→ **Problem**: Using the listing below, print exactly everything from the line with "shown by (1012,684)." down to the line with "shown by (514,355).", both included, and nothing more.

→ **The data**:

Start of Block

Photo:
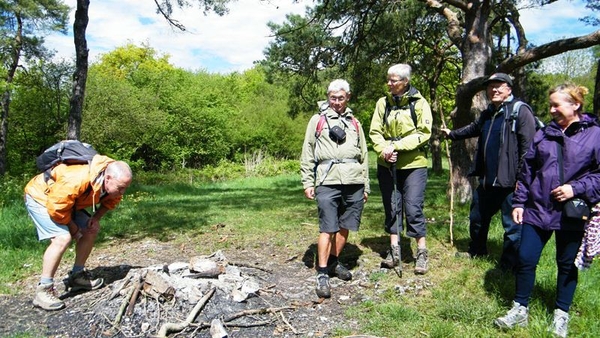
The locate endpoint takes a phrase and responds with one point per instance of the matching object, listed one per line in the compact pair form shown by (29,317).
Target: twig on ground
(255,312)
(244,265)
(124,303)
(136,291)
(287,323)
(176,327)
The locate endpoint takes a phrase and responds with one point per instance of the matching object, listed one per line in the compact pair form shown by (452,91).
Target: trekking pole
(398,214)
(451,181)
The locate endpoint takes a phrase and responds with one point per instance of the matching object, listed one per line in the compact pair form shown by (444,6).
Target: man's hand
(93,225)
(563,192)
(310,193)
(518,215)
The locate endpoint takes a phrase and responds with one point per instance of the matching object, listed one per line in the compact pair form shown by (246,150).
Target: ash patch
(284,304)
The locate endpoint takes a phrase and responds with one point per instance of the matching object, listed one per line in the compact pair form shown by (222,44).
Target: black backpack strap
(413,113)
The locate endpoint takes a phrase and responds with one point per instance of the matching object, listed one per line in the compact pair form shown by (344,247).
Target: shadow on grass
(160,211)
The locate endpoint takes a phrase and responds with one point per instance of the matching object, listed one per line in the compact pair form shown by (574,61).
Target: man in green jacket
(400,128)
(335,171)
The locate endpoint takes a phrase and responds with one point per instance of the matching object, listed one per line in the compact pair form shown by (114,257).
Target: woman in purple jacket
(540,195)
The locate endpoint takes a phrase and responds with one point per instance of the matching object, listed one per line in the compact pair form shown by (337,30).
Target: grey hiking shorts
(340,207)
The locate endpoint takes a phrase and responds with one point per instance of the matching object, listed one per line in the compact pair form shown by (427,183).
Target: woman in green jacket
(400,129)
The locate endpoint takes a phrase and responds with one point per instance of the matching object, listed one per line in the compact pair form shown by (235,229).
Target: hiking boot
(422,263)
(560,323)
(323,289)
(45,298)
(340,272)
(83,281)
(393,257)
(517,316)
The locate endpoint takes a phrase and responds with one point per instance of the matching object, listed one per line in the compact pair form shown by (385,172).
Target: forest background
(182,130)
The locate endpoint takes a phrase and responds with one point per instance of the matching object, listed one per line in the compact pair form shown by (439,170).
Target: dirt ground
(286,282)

End of Block
Start of Block

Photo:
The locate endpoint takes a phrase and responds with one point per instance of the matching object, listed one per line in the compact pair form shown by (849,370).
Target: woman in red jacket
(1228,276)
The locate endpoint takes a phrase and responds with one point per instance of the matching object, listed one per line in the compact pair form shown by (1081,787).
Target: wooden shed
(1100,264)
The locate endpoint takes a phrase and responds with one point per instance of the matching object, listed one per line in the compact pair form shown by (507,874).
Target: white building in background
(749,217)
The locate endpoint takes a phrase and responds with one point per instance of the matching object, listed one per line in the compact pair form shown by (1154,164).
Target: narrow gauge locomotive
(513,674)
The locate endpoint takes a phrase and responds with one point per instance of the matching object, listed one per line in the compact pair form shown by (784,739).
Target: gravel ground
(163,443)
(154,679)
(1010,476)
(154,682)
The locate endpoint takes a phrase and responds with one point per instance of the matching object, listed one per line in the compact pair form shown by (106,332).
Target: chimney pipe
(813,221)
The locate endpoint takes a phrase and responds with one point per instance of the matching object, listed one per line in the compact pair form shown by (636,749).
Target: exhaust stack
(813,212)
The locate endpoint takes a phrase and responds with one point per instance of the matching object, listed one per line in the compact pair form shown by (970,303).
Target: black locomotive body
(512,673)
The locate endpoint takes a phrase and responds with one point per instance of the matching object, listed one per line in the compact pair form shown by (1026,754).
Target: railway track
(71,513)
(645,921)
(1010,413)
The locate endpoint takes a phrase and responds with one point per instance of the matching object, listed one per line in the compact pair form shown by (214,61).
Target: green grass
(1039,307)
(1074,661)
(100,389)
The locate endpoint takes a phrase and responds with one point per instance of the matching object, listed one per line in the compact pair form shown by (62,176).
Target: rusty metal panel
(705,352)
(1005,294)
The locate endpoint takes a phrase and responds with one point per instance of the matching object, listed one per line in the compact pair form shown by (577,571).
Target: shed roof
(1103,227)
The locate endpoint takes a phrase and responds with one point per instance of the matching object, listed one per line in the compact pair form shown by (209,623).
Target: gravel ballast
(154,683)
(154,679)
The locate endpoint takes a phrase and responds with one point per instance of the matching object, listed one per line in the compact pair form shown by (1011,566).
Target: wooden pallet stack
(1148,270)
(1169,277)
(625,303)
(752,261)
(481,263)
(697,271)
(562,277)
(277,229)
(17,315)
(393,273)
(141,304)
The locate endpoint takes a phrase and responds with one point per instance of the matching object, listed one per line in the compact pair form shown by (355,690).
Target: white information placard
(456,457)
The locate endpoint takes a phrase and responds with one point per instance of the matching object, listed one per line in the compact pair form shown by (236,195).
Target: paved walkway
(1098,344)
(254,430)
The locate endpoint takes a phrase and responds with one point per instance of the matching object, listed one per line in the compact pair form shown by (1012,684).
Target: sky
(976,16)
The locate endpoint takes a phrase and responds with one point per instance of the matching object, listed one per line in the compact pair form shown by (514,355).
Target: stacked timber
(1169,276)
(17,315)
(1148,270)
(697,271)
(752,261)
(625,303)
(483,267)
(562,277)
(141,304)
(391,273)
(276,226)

End of Block

→ **Answer section**:
The locate endpoint takes a phrase and responds with one point per instance of the matching object, listed one per line in the compact pair form shown by (1012,684).
Target: sky
(976,16)
The locate endpoint takes a phrase and responds with one point per instance of the matching object, listed one per line in the compact pair form shown by (514,355).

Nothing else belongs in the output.